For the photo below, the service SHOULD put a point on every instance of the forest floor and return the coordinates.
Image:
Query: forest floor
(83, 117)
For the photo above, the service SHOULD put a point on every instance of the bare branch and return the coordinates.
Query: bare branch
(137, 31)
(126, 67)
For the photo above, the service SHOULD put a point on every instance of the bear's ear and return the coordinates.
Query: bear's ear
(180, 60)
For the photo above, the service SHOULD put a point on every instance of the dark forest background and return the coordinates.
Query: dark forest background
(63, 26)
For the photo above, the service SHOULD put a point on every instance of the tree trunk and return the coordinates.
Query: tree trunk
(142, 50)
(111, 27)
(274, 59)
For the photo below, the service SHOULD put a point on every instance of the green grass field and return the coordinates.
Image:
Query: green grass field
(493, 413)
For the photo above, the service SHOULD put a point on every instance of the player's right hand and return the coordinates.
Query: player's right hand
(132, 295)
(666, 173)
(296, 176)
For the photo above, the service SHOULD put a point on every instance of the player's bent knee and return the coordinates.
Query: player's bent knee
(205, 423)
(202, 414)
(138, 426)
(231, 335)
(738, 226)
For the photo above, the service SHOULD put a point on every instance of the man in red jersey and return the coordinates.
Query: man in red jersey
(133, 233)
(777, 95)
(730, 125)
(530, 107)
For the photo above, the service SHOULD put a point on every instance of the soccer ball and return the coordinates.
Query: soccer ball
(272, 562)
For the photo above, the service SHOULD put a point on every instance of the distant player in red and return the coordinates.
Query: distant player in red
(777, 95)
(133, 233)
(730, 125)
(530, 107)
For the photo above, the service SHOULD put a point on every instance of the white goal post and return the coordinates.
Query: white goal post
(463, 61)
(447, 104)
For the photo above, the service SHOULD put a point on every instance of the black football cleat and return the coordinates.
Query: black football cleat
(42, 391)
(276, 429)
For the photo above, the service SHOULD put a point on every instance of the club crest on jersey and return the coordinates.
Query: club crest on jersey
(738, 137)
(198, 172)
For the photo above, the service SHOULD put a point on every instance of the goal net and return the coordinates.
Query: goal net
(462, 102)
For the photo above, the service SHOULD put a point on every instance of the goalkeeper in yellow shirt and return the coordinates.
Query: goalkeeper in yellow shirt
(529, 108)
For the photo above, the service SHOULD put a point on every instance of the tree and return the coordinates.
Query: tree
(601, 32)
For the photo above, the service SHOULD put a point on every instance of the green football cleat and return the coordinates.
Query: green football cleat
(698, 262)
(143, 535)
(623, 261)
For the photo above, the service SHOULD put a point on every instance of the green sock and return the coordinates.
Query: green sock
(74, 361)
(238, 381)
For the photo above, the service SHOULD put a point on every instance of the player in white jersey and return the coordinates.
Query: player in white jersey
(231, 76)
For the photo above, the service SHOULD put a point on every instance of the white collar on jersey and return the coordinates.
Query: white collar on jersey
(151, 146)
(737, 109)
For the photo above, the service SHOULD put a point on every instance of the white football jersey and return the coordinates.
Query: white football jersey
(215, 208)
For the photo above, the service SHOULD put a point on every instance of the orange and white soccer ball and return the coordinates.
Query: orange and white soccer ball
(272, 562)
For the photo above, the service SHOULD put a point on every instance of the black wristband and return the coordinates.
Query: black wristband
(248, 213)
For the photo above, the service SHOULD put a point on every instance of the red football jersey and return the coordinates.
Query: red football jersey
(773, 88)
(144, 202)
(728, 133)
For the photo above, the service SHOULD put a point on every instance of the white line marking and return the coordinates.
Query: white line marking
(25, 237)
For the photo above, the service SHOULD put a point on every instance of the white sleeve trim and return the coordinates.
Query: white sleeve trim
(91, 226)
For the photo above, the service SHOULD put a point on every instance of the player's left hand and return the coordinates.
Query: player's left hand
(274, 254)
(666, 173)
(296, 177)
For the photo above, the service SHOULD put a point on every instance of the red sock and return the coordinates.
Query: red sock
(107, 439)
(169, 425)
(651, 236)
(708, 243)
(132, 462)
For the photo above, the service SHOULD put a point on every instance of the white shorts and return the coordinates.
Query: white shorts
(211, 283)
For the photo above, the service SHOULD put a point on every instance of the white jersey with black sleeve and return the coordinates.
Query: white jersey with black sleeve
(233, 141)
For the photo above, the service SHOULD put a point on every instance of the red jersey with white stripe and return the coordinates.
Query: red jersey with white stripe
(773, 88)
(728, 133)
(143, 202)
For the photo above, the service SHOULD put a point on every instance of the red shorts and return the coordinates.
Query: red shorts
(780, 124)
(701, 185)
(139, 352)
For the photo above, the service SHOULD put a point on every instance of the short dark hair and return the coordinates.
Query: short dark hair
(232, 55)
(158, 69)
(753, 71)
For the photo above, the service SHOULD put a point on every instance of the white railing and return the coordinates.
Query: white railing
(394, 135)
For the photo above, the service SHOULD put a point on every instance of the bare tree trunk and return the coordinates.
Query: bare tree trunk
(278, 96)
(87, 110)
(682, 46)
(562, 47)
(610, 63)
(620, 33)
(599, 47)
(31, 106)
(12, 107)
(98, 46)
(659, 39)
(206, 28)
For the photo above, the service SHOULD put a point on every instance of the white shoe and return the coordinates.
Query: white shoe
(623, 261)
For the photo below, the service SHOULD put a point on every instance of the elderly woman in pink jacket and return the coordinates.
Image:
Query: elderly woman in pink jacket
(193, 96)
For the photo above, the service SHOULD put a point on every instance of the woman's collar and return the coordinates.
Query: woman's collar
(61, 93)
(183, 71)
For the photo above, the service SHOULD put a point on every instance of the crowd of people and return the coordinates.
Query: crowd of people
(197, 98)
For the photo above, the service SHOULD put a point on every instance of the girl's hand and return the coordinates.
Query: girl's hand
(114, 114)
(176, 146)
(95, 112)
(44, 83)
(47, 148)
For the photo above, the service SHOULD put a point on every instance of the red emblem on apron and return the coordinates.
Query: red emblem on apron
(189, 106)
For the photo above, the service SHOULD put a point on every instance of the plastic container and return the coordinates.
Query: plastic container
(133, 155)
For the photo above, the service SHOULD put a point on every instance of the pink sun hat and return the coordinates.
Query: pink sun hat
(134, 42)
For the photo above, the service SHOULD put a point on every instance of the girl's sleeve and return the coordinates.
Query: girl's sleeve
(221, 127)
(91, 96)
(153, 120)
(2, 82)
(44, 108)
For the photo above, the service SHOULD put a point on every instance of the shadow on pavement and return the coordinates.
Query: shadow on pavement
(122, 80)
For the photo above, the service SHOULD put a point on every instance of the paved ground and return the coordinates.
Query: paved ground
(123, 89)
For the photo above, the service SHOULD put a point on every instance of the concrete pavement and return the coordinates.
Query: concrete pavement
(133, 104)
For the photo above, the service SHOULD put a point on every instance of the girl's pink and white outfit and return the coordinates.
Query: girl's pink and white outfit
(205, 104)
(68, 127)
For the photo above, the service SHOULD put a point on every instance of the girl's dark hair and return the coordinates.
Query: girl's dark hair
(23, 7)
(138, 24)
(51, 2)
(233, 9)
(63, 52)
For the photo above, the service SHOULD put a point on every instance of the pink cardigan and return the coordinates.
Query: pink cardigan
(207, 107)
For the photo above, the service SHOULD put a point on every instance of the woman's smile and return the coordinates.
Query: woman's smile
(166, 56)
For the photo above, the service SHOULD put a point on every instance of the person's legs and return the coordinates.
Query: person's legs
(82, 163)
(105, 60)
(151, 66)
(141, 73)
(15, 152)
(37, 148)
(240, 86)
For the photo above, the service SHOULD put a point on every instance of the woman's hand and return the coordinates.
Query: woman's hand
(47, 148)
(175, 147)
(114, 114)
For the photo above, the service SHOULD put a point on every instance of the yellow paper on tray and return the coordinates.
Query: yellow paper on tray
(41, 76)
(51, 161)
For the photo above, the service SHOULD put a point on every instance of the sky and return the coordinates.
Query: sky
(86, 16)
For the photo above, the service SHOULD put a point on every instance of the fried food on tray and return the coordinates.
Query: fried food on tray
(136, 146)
::::::::::
- Stated task:
Set down, exactly and in full, the lines from the one containing "smile and return the coordinates." through the end of the entries; no other line belongs.

- Written answer:
For the photo above, the service SHOULD put a point on every instance of the woman's smile and return the coordinates.
Query: woman's smile
(166, 56)
For the photo above, the service SHOULD put a point on every instance of the person's legs and return the coordinates.
Query: person's legs
(82, 163)
(105, 60)
(151, 66)
(141, 73)
(15, 152)
(37, 148)
(240, 86)
For the photo above, the service SHOULD put a point on every instance of the woman's hand and return the coordinates.
Query: woman's hand
(47, 148)
(175, 147)
(114, 114)
For the photo above, the service SHOULD put a point on every instance of the yellow paper on tray and return the coordinates.
Query: yellow paper on tray
(41, 76)
(51, 161)
For the photo above, the service SHOULD put a point on every instance of the sky and return the coordinates.
Query: sky
(86, 16)
For the photo above, the service SHOULD put a point on every instance of the fried food on tray and return the coordinates.
Query: fried food on tray
(136, 146)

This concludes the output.